■ THE PROBLEM
Find every line below with the string "road" and pick it out.

■ DATA SUPPLIED
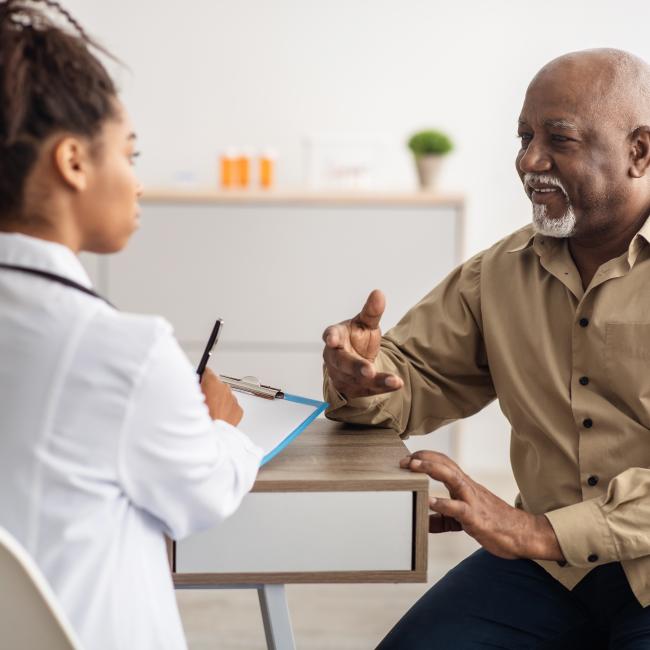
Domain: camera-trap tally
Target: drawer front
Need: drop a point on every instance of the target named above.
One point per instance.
(307, 532)
(278, 274)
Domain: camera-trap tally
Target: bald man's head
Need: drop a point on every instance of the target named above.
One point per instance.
(610, 84)
(585, 143)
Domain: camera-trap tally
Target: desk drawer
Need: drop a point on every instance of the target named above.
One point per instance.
(307, 532)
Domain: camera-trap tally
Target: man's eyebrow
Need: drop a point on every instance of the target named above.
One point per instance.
(557, 123)
(561, 124)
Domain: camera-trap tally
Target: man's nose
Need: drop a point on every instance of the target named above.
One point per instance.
(535, 159)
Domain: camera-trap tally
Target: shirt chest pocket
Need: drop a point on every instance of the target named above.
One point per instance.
(627, 364)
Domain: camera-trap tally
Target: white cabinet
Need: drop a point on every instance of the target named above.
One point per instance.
(279, 268)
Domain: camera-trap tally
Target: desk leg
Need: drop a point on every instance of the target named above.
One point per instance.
(275, 615)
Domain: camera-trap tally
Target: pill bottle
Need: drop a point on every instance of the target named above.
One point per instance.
(227, 168)
(266, 166)
(243, 169)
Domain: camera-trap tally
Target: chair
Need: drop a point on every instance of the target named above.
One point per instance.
(30, 616)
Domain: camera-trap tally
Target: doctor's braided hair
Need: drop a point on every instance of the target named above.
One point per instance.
(50, 81)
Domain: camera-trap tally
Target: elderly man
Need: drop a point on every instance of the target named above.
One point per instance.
(554, 321)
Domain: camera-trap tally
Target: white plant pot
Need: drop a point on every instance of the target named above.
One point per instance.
(428, 167)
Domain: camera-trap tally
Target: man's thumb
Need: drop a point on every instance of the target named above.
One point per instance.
(373, 310)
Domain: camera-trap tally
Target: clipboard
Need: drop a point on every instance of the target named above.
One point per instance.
(272, 418)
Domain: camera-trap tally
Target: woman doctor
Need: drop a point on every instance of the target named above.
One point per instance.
(106, 439)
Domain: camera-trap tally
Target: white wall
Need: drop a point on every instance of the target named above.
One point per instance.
(208, 73)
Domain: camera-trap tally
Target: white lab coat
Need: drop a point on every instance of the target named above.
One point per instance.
(105, 443)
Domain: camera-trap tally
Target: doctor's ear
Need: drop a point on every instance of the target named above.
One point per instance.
(72, 157)
(640, 152)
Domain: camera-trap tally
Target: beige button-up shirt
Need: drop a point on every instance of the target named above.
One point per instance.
(571, 370)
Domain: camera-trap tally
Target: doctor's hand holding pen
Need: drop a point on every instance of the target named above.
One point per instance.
(351, 348)
(221, 402)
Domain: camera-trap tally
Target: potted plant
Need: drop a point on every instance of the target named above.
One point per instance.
(429, 147)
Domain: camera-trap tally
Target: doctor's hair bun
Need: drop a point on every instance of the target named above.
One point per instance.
(50, 81)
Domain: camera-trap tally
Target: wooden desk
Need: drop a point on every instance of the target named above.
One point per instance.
(347, 513)
(334, 484)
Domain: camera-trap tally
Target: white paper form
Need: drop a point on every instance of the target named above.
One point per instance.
(273, 423)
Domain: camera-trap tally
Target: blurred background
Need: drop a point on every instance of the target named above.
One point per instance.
(331, 90)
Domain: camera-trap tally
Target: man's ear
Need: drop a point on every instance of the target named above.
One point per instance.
(640, 151)
(71, 158)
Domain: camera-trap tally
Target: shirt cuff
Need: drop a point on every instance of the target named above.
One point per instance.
(583, 534)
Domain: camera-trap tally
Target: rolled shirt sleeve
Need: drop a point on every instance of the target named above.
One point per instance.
(438, 351)
(609, 528)
(175, 462)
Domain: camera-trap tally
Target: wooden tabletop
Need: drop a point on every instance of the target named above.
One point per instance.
(332, 457)
(300, 197)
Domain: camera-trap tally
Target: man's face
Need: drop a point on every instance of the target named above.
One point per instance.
(573, 156)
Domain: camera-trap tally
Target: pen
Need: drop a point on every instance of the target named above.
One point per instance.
(212, 341)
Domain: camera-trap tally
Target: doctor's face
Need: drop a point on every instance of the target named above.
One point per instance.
(110, 210)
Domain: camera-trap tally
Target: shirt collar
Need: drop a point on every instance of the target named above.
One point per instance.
(22, 250)
(638, 242)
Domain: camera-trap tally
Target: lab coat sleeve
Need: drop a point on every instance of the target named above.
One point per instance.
(175, 462)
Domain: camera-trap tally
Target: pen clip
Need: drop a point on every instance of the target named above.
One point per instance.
(252, 386)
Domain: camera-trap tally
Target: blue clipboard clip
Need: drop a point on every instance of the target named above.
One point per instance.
(252, 386)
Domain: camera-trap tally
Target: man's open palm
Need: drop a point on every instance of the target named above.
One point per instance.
(351, 348)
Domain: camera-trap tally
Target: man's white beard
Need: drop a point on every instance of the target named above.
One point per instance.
(563, 226)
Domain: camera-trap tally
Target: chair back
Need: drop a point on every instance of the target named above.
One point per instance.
(30, 616)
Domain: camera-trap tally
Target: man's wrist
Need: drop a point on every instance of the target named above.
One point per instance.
(542, 543)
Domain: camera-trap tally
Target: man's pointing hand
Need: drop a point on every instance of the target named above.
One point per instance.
(351, 348)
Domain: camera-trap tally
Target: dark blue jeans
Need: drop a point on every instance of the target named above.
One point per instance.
(487, 602)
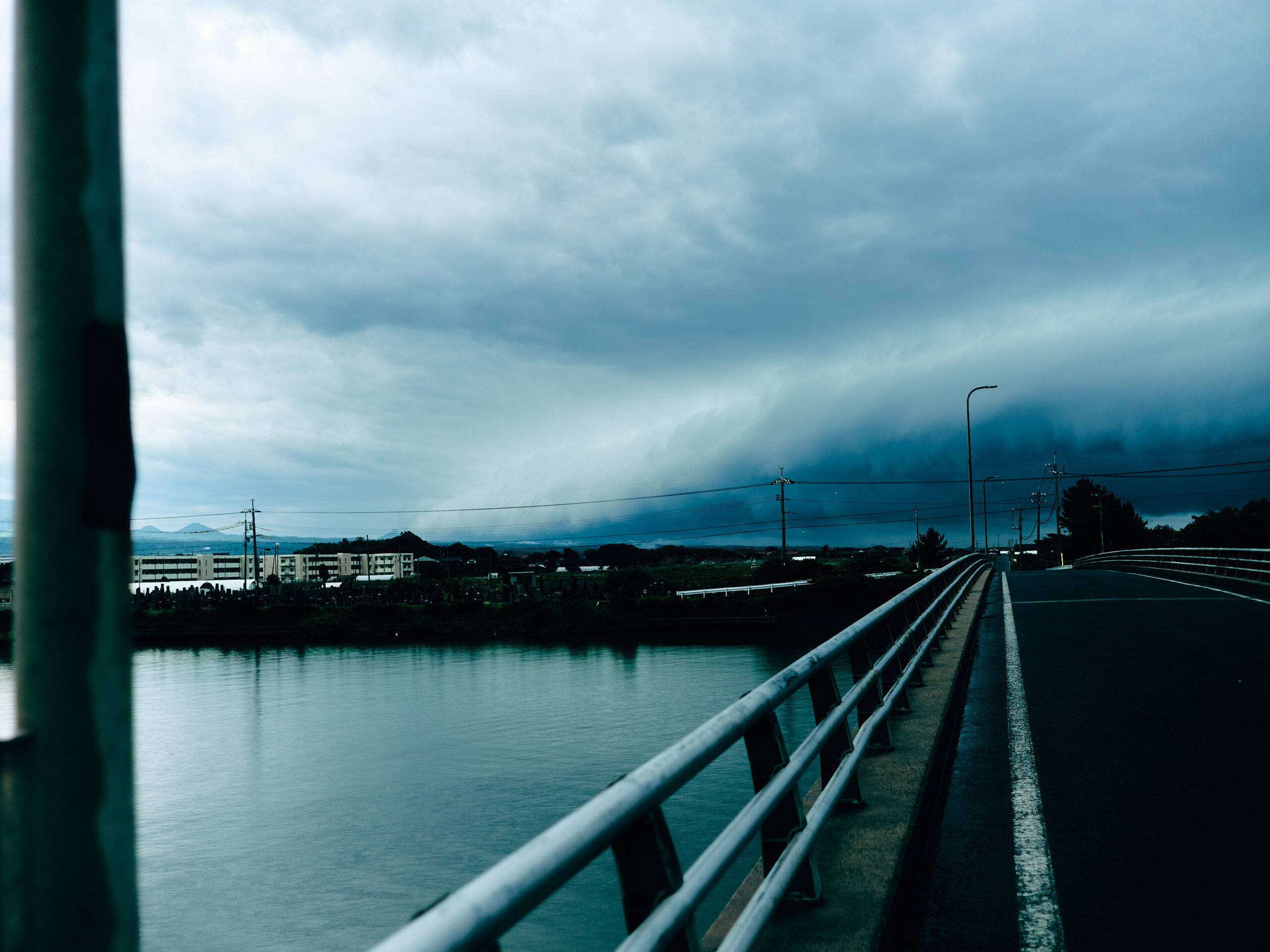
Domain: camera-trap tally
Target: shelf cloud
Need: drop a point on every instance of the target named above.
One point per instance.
(395, 254)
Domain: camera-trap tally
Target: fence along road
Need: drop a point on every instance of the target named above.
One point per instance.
(1147, 704)
(886, 649)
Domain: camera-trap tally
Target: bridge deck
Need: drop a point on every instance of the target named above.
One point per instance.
(1147, 705)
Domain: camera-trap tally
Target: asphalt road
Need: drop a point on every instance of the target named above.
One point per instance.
(1147, 705)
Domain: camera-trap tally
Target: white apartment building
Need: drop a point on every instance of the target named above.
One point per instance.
(221, 567)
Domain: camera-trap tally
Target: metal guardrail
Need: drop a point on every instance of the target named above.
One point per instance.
(886, 651)
(1241, 564)
(747, 590)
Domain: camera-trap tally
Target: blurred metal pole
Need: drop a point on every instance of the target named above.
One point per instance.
(969, 464)
(74, 480)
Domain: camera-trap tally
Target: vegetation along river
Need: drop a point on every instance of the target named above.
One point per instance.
(310, 800)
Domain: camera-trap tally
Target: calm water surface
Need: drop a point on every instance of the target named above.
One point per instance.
(314, 800)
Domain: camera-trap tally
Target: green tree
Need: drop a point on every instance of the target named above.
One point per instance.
(1118, 527)
(1230, 527)
(930, 550)
(627, 584)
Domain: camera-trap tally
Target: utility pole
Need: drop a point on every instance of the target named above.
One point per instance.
(255, 554)
(969, 465)
(986, 512)
(917, 545)
(1038, 498)
(1103, 538)
(783, 483)
(70, 879)
(1058, 527)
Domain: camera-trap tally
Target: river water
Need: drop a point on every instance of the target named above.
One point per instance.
(313, 800)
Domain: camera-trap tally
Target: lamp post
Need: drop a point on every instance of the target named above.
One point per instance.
(969, 468)
(985, 489)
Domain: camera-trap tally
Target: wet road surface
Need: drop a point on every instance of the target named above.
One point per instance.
(1147, 706)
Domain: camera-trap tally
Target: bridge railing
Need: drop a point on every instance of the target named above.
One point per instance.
(886, 651)
(1241, 564)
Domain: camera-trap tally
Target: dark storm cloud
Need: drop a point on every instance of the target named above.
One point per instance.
(421, 250)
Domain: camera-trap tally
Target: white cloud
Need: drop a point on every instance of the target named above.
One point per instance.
(407, 252)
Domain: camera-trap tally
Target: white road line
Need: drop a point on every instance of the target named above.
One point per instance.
(1194, 586)
(1040, 927)
(1072, 601)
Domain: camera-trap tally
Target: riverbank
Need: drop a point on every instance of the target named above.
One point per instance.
(806, 615)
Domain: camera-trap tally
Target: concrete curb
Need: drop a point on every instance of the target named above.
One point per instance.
(870, 858)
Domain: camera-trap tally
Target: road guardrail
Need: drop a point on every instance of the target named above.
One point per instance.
(886, 651)
(1239, 564)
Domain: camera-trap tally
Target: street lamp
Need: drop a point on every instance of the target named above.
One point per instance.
(969, 468)
(986, 511)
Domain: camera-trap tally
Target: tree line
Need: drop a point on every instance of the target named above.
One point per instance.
(1094, 520)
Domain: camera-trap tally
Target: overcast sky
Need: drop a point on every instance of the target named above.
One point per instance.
(411, 255)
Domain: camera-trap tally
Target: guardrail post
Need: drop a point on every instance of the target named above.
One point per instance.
(648, 870)
(870, 699)
(826, 697)
(765, 744)
(889, 676)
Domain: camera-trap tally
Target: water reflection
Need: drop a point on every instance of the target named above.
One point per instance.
(314, 800)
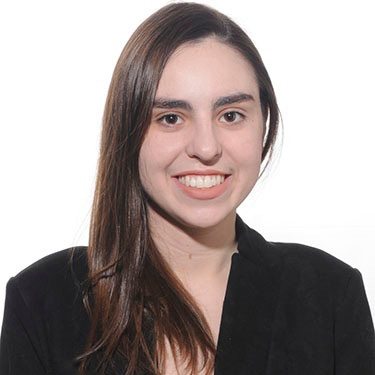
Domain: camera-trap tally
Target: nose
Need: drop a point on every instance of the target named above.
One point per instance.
(204, 142)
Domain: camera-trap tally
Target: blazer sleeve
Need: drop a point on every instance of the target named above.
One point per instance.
(354, 331)
(20, 349)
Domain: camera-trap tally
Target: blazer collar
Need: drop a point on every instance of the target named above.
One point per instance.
(249, 305)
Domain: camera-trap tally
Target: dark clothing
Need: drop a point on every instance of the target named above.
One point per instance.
(288, 309)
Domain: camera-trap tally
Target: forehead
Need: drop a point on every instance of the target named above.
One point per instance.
(206, 69)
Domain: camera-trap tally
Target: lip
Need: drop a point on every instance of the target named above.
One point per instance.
(204, 194)
(207, 172)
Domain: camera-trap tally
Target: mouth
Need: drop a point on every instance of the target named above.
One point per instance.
(202, 181)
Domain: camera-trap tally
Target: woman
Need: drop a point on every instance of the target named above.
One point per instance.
(173, 281)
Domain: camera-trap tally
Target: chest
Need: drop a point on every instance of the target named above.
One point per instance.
(210, 303)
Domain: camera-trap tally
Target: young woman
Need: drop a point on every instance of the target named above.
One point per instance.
(173, 281)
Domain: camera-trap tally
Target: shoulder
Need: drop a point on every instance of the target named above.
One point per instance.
(298, 267)
(308, 259)
(56, 276)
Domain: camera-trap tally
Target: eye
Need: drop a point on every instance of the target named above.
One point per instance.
(170, 119)
(232, 117)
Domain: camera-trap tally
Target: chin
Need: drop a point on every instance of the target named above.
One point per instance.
(203, 220)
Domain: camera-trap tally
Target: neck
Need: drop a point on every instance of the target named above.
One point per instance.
(195, 255)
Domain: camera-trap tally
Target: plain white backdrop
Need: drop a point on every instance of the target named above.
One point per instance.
(57, 59)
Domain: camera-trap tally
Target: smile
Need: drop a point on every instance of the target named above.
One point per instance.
(202, 182)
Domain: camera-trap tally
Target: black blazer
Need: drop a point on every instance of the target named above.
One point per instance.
(288, 309)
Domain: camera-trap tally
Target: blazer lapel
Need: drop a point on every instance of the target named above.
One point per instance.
(249, 305)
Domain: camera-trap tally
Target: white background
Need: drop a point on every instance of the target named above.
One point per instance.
(57, 59)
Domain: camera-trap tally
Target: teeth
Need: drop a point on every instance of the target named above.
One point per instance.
(202, 182)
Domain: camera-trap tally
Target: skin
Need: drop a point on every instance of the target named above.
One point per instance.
(197, 236)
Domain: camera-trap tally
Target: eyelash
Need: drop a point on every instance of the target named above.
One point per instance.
(162, 118)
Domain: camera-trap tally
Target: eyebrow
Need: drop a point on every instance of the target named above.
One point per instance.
(223, 100)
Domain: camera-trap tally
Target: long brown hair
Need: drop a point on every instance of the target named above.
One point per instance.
(132, 296)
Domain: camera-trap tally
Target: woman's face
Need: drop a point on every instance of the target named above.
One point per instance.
(202, 153)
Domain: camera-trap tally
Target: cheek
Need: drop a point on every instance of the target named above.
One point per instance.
(155, 156)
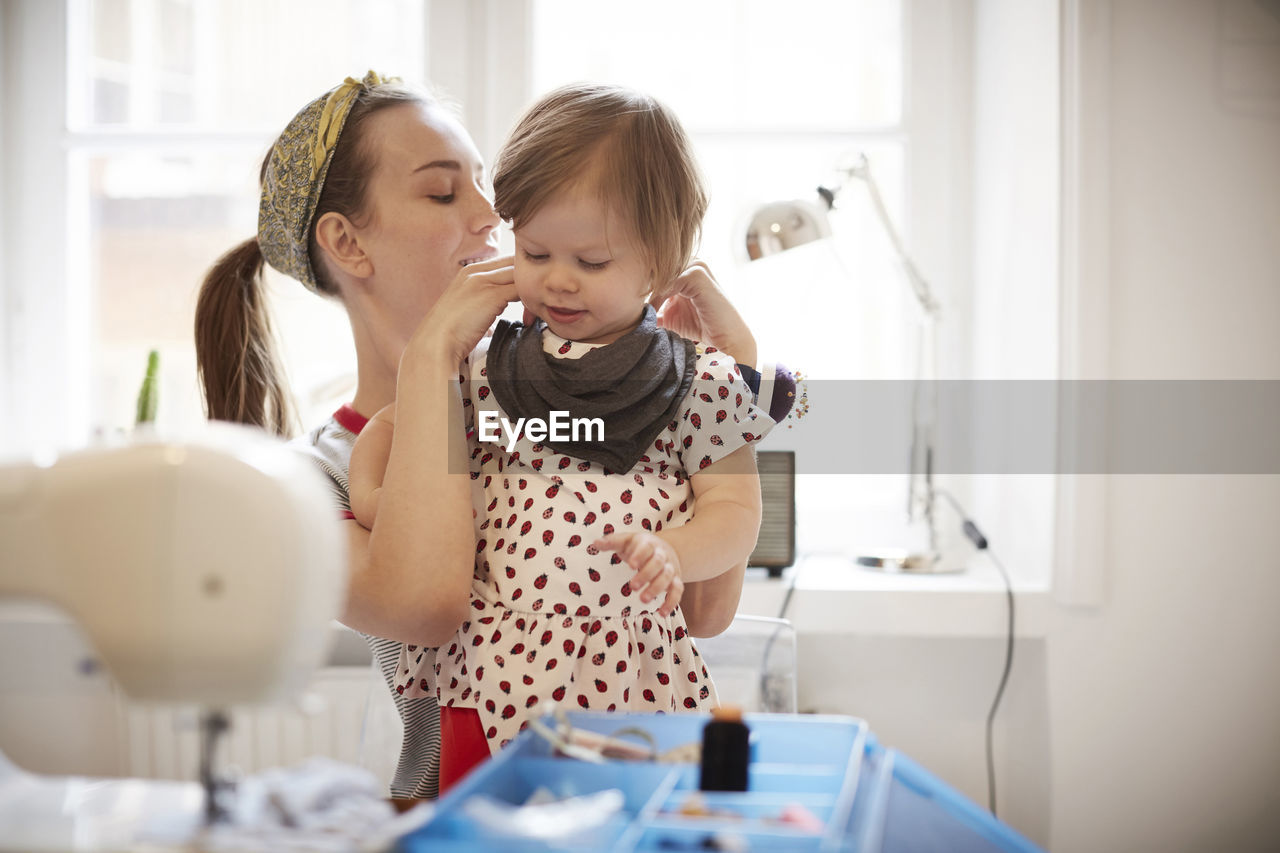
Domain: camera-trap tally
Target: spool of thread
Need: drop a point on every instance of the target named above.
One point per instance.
(726, 751)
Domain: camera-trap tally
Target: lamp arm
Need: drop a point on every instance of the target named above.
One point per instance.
(919, 286)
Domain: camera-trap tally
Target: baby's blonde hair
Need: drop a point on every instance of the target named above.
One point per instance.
(631, 146)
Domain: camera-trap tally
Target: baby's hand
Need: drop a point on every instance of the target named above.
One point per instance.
(656, 562)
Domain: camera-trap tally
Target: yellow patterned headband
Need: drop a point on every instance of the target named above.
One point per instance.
(296, 172)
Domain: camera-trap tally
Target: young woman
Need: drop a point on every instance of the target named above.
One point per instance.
(376, 196)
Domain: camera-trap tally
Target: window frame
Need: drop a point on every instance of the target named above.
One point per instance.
(44, 290)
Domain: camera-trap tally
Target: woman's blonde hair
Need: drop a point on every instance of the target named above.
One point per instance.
(237, 356)
(631, 146)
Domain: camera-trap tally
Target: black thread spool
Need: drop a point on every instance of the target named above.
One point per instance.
(726, 751)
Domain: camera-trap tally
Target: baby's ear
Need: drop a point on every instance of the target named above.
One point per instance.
(338, 238)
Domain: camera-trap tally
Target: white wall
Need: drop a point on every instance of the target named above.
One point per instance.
(1151, 721)
(1165, 701)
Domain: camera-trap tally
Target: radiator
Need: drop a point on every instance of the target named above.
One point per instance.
(163, 743)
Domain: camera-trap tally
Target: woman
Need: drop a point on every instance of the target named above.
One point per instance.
(376, 196)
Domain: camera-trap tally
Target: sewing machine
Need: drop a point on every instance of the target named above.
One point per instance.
(204, 571)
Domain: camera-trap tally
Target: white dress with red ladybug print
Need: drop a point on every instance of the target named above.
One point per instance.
(552, 617)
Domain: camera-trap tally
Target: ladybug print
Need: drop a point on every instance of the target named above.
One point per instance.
(598, 644)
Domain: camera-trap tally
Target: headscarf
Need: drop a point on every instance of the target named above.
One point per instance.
(295, 176)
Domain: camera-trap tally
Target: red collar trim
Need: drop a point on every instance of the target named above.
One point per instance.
(350, 419)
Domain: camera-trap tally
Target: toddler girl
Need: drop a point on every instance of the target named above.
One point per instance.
(585, 541)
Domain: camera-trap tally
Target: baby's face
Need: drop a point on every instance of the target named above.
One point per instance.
(580, 268)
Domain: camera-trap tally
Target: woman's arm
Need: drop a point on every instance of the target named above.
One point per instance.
(369, 465)
(411, 576)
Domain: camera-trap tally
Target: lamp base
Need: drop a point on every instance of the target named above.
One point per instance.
(917, 562)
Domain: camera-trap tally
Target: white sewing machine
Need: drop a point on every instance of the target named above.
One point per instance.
(204, 573)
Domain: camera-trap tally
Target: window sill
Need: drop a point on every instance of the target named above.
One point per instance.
(835, 596)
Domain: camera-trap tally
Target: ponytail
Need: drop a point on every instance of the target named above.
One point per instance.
(236, 352)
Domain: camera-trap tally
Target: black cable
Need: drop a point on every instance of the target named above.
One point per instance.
(979, 542)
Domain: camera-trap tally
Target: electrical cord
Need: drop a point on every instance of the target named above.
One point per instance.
(981, 543)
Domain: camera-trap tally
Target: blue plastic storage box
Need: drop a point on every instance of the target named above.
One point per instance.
(864, 797)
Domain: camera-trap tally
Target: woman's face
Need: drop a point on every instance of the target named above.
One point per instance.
(430, 210)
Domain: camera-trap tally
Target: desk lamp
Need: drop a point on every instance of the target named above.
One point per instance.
(780, 226)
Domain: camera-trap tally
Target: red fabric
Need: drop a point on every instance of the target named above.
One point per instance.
(462, 744)
(350, 419)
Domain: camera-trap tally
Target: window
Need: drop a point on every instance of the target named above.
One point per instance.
(132, 162)
(154, 150)
(773, 101)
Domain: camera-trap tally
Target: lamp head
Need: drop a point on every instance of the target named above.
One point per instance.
(780, 226)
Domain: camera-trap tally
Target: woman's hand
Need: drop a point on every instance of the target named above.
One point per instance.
(656, 562)
(467, 308)
(698, 309)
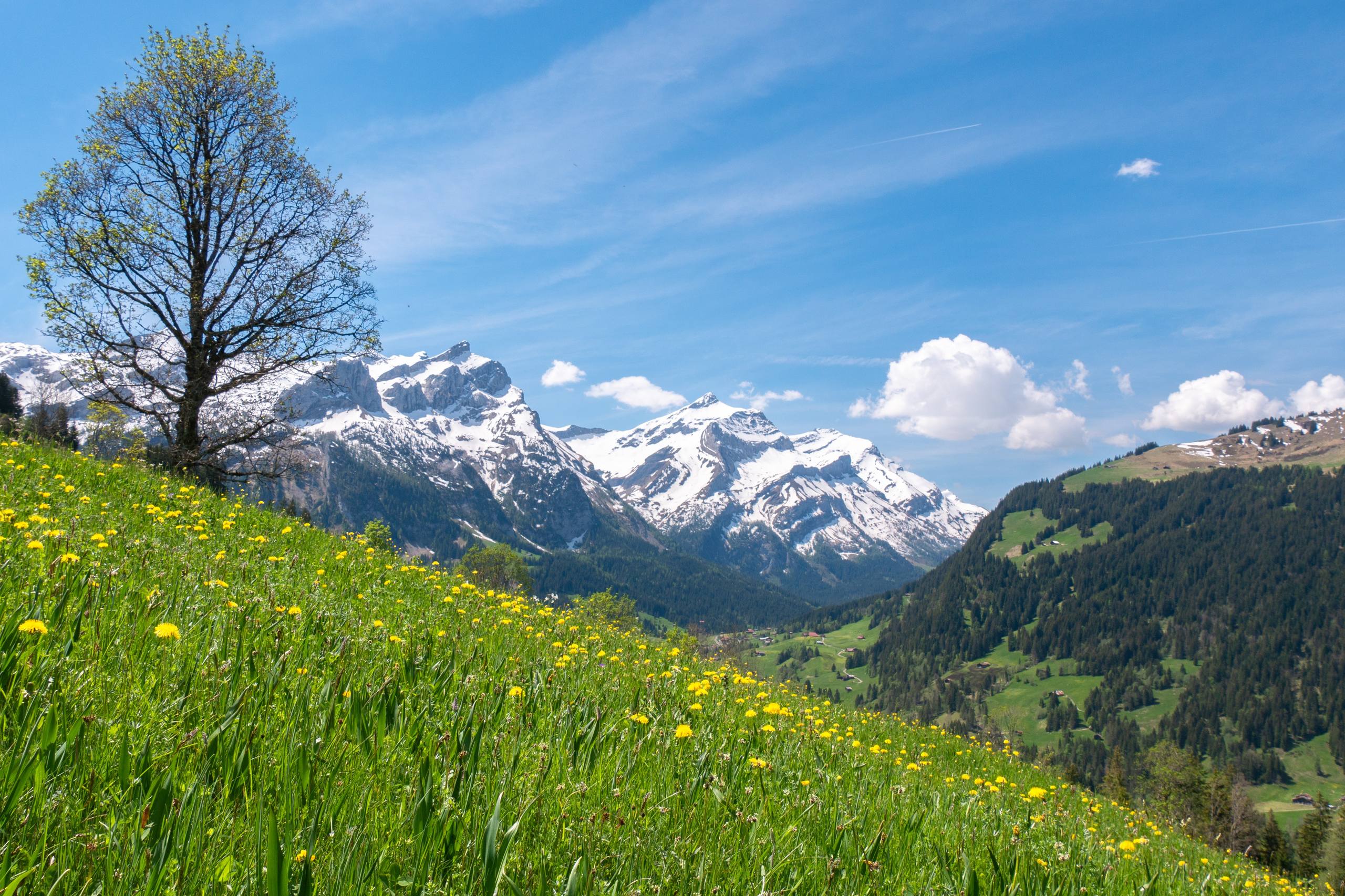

■ TASK RESPONSE
Target: fence along road
Target: asphalt road
Target: wet road surface
Target: white road line
Target: road guardrail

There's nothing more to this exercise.